Entries from a dataset:
+++
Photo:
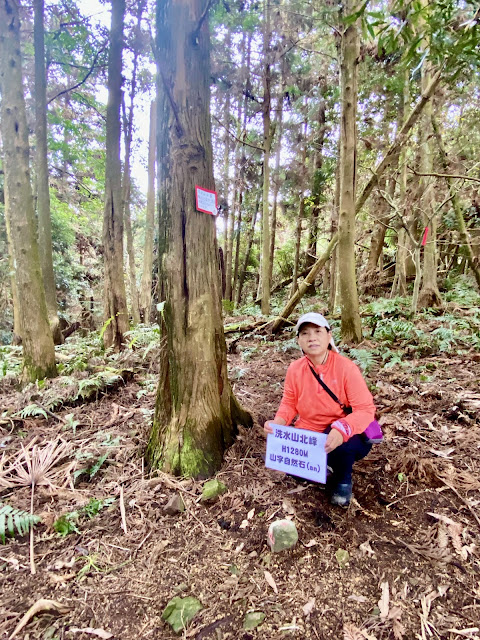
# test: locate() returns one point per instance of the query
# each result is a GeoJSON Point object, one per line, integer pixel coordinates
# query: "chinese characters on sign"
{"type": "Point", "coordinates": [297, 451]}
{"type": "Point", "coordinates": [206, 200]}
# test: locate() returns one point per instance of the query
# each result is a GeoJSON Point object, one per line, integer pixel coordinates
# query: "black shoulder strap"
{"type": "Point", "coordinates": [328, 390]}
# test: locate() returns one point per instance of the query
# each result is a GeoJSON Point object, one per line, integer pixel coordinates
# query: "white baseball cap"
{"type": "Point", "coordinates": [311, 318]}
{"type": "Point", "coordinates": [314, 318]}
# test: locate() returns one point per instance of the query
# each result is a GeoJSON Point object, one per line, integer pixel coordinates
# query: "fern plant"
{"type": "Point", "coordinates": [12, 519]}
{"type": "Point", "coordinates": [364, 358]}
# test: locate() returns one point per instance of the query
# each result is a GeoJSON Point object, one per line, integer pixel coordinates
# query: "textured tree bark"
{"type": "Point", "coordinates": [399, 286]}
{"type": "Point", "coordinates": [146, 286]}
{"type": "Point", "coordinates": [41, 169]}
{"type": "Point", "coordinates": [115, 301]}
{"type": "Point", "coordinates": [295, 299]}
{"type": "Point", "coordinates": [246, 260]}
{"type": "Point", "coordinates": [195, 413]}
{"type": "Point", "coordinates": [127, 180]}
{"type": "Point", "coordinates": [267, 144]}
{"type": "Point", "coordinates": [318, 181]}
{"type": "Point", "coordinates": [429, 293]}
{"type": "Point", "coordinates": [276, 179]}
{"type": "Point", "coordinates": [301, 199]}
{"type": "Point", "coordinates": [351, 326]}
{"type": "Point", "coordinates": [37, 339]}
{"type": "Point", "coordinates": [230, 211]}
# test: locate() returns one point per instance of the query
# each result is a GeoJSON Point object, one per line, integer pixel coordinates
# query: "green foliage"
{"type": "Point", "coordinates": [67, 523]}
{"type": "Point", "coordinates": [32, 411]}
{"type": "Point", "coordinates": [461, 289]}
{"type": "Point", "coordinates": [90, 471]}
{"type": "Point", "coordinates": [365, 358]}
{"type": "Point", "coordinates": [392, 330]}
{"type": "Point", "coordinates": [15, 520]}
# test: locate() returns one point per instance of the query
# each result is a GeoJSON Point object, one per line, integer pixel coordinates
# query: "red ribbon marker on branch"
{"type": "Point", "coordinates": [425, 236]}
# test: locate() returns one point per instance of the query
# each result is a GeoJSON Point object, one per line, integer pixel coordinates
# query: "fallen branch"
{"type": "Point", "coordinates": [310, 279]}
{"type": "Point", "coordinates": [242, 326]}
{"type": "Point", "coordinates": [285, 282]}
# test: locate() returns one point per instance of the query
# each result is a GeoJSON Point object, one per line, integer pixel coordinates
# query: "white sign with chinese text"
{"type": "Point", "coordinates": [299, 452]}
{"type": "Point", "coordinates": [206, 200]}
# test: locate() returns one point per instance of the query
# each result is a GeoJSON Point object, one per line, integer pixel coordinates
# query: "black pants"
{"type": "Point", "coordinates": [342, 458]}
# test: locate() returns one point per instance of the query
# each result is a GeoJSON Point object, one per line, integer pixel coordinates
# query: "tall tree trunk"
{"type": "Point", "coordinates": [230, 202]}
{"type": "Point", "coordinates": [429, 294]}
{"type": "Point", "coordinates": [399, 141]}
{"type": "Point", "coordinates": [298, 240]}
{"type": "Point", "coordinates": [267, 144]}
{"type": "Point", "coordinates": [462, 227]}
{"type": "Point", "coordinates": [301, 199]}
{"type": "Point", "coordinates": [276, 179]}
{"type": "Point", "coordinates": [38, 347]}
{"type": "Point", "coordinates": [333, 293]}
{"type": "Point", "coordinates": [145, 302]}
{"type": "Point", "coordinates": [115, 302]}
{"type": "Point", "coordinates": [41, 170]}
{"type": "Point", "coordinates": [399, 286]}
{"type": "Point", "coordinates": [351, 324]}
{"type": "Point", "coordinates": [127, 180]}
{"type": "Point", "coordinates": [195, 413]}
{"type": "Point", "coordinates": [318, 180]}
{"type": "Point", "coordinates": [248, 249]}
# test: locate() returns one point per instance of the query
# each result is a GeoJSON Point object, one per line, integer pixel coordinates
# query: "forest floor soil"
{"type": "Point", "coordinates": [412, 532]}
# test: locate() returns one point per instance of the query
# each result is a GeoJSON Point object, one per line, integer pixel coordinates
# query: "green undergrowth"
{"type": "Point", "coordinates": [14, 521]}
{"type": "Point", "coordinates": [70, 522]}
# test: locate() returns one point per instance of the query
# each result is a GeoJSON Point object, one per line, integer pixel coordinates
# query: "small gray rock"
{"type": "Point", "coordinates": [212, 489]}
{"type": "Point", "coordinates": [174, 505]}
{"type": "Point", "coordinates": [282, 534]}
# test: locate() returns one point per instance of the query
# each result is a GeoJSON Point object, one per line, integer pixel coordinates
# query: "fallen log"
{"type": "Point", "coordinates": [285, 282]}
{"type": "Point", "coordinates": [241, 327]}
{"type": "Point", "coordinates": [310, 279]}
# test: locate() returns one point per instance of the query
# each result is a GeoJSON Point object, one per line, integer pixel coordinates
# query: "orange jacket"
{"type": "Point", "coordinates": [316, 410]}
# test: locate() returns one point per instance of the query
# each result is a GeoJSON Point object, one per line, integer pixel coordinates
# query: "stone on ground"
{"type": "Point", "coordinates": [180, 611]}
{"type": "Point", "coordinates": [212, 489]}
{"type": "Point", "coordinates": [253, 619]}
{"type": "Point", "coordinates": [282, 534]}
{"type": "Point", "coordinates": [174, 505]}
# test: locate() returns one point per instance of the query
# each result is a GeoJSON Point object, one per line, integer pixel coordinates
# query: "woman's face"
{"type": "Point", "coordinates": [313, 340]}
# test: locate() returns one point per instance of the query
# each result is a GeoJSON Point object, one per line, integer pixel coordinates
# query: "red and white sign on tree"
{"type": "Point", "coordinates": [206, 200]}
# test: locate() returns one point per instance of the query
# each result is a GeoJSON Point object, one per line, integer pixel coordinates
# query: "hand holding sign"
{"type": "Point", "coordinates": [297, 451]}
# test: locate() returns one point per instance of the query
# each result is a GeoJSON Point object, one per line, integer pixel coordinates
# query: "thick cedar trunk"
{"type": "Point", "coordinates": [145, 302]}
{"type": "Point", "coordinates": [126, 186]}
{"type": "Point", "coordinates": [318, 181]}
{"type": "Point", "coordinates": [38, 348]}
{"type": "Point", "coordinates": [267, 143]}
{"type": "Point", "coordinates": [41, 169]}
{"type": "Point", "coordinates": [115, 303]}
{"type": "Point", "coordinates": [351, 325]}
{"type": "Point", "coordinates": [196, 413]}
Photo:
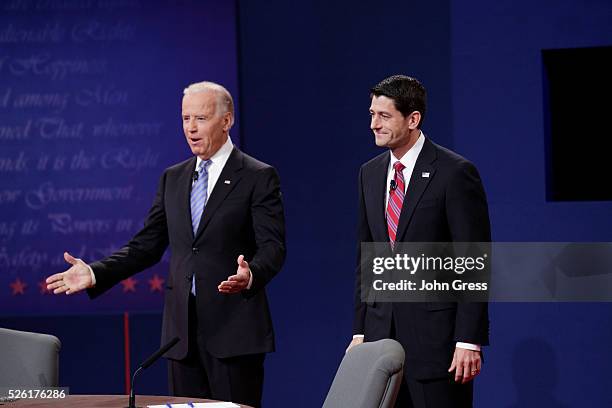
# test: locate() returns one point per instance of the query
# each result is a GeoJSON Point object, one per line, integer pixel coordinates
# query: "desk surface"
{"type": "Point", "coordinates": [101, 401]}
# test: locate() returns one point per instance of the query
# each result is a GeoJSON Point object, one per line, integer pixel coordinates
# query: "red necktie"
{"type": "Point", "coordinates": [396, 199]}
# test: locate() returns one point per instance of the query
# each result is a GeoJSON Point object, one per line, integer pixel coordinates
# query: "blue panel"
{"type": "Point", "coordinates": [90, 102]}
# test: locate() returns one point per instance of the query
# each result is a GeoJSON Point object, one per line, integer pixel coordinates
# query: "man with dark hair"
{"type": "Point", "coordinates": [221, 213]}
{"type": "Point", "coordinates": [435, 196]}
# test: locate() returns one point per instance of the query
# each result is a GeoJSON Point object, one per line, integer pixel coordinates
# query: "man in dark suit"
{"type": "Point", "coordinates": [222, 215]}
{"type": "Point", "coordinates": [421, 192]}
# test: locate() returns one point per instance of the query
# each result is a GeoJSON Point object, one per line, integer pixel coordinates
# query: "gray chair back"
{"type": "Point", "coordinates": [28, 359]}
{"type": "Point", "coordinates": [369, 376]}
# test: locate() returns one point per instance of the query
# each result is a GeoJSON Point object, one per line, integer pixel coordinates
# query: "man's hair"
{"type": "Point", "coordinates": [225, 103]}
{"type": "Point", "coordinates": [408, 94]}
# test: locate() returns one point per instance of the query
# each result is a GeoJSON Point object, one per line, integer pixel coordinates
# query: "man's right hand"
+++
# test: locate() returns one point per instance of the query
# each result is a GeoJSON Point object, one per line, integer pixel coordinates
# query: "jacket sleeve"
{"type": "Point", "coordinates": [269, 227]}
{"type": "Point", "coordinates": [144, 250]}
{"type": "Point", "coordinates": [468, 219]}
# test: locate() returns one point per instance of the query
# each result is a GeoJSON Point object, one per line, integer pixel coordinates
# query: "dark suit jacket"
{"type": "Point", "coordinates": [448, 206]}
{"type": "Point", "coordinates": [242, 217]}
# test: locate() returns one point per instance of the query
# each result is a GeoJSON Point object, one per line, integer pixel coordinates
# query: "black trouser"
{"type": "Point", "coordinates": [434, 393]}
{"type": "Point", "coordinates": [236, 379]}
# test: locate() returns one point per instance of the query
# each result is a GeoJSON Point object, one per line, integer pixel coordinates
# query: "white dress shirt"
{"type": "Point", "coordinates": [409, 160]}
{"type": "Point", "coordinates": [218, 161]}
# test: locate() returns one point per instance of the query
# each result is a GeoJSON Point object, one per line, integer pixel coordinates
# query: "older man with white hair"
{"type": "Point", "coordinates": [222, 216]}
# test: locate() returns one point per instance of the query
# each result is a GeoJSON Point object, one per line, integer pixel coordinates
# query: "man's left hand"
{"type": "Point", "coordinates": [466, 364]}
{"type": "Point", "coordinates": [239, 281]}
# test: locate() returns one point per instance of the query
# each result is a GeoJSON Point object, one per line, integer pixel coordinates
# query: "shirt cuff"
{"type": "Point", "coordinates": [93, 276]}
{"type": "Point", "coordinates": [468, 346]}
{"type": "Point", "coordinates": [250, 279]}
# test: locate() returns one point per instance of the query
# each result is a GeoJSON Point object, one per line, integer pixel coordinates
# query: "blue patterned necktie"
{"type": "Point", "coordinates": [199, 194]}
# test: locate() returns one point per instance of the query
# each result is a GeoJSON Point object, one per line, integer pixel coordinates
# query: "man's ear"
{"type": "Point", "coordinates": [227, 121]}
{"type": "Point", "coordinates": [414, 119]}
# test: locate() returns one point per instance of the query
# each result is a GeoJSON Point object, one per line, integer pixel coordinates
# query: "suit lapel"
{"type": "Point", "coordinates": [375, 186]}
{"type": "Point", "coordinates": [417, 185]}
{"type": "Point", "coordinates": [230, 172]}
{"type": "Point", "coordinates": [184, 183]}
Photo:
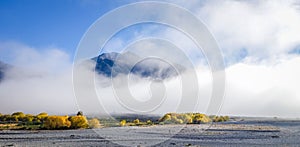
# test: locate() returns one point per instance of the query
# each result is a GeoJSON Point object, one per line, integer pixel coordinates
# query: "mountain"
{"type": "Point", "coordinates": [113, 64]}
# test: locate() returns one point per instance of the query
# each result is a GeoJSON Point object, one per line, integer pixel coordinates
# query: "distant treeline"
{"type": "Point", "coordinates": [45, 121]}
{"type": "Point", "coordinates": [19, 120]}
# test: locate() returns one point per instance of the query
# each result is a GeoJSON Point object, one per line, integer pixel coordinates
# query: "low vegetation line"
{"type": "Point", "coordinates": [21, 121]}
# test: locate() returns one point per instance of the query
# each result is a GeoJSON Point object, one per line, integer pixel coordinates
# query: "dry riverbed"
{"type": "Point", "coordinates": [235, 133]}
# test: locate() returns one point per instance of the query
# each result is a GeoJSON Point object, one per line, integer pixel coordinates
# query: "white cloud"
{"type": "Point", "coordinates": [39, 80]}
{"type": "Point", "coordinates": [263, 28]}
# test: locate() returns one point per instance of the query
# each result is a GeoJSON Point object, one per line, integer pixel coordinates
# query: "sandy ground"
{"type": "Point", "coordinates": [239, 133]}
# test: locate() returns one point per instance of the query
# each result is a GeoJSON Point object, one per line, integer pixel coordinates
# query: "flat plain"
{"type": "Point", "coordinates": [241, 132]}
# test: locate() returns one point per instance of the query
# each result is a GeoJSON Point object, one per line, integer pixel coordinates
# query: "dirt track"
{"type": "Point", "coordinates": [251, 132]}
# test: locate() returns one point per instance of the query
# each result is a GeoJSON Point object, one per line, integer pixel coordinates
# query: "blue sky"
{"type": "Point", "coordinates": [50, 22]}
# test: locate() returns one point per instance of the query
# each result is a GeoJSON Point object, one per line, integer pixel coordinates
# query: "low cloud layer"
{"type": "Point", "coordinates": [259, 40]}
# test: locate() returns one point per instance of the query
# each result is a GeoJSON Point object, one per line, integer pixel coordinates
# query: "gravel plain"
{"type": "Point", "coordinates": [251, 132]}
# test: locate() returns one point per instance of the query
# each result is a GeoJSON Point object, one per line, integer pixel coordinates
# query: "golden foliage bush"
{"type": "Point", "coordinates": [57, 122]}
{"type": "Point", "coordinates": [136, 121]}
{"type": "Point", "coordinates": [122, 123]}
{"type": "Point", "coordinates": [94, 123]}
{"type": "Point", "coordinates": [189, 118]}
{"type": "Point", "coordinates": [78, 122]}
+++
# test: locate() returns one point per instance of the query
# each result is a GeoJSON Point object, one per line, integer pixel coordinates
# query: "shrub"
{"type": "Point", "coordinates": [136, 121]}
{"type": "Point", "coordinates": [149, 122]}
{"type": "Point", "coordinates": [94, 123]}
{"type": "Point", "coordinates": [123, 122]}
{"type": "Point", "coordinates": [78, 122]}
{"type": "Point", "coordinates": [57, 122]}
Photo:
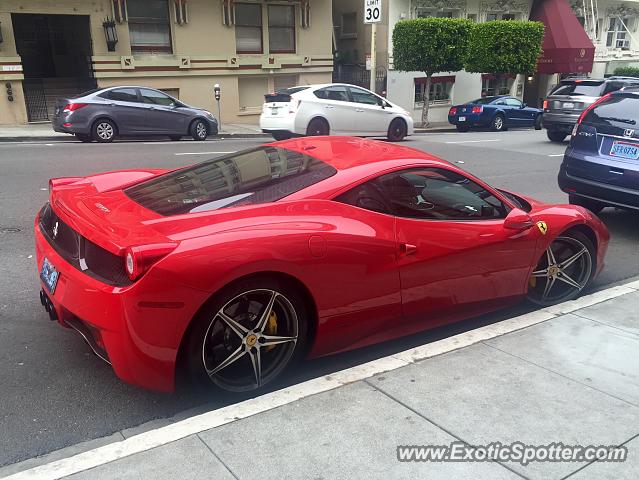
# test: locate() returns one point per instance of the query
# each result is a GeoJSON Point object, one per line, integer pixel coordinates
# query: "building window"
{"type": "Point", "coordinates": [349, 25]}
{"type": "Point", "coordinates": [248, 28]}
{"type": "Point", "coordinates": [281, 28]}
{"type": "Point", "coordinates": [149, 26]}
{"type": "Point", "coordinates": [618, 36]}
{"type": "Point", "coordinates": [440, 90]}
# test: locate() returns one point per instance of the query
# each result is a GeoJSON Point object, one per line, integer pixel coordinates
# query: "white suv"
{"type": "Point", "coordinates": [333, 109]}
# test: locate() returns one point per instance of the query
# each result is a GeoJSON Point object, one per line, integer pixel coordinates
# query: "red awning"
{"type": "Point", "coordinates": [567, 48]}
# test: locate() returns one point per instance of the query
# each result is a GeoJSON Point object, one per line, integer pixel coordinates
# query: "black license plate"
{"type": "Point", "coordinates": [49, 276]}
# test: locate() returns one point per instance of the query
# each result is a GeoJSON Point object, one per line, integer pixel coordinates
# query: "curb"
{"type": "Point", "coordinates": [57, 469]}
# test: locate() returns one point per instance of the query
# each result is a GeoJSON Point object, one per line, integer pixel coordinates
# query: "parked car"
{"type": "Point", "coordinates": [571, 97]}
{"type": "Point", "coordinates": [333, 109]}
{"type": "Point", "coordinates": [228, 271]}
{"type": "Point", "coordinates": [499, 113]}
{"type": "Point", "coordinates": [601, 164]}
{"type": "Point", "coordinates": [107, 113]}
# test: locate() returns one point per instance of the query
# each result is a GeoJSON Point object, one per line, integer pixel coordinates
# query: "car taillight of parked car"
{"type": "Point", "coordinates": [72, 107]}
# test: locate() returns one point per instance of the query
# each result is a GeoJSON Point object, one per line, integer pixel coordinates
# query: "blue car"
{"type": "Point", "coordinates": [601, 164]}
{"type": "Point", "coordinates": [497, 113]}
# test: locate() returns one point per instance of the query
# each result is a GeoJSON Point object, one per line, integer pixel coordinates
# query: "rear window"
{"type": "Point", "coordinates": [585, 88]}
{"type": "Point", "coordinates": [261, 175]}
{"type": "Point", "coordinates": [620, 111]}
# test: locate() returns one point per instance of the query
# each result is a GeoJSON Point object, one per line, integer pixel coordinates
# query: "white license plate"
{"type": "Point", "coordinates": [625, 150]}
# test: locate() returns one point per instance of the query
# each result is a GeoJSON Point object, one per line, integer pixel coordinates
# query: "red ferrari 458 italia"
+++
THE REQUEST:
Identify every line in the records above that contains the word "dark", and copy each such line.

THE REPLY:
# query: "man with dark hair"
# query: "man in dark suit"
# query: "dark suit jacket"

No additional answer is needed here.